▶ Requisiti
Riscrivi il commento alla parabola dei talenti cominciando dalle parole "Il viaggio è" e fermandoti dopo "i suoi averi.". Metti "parusia" al posto di "parousia".

▶ Brano scelto
━━━━━━━━━━

Nov 12, 2023 Written by 

XXXIII Domenica T.O. (anno A)

Mt 25,14-30

Matteo 25:14 Avverrà come di un uomo che, partendo per un viaggio, chiamò i suoi servi e consegnò loro i suoi beni.

Matteo 25:15 A uno diede cinque talenti, a un altro due, a un altro uno, a ciascuno secondo la sua capacità, e partì.

 

Il tema di fondo della parabola è subito introdotto: l'assenza del padrone e la responsabilità dei servi, mentre l'insegnamento è che ognuno dovrà rendere conto a Dio in misura di quanto ha ricevuto. Tutti ricevono i doni, ma non tutti ricevono gli stessi doni, "a ciascuno secondo la sua capacità". Il padrone conosce i suoi servi, e per questo dà ad ognuno secondo la loro capacità di gestire le responsabilità. Se i doni sono diversi, diversi sono anche i frutti, diversa è la vita. Non a tutti si devono chiedere gli stessi frutti, ma ad ognuno è dato il tempo sufficiente per mettere a frutto i doni di Dio. Il padrone sta "partendo per un viaggio" e chiamò i suoi servi per dare loro «tà hyparchonta autou», "ciò che apparteneva a lui".

Il viaggio è il tempo concesso ai servi per far fruttare i beni ricevuti; l'uomo che parte per un lungo viaggio è metafora del Gesù morto-risorto e tornato al Padre. Il suo ritorno è la parousia, i servi sono i suoi discepoli. Egli prima di andarsene consegnò ai suoi servi i suoi averi.

━━━━━━━━━━

▶ Righe fornite
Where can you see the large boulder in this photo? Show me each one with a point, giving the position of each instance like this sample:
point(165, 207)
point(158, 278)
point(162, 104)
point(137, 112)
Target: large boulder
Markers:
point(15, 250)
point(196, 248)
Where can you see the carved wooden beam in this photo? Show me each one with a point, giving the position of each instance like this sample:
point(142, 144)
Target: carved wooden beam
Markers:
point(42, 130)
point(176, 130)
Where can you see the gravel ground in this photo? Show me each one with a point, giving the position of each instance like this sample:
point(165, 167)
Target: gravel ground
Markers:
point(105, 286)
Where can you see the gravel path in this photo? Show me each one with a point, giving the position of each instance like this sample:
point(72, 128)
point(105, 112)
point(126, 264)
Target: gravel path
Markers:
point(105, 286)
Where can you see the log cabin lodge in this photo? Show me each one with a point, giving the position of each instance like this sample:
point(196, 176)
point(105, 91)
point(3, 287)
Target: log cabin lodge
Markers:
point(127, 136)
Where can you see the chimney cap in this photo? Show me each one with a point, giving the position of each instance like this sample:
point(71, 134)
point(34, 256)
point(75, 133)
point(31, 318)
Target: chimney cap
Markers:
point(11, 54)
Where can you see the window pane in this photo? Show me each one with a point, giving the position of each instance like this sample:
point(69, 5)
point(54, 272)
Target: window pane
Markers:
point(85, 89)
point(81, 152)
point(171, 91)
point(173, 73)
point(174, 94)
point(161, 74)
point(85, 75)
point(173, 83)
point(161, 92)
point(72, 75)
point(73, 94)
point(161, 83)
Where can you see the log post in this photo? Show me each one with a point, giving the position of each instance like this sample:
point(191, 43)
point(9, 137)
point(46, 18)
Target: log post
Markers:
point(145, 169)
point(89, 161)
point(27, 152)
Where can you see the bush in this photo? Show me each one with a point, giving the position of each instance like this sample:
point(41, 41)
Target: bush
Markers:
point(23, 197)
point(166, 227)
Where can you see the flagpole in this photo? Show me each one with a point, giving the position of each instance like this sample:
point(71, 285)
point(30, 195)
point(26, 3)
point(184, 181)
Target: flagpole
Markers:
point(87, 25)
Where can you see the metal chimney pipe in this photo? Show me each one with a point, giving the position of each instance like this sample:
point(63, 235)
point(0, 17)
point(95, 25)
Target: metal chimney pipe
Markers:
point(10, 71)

━━━━━━━━━━

▶ Risultato atteso
Il viaggio è il tempo concesso ai servi per far fruttare i beni ricevuti; l'uomo che parte per un lungo viaggio è metafora del Gesù morto-risorto e tornato al Padre. Il suo ritorno è la parusia, i servi sono i suoi discepoli. Egli prima di andarsene consegnò ai suoi servi i suoi averi.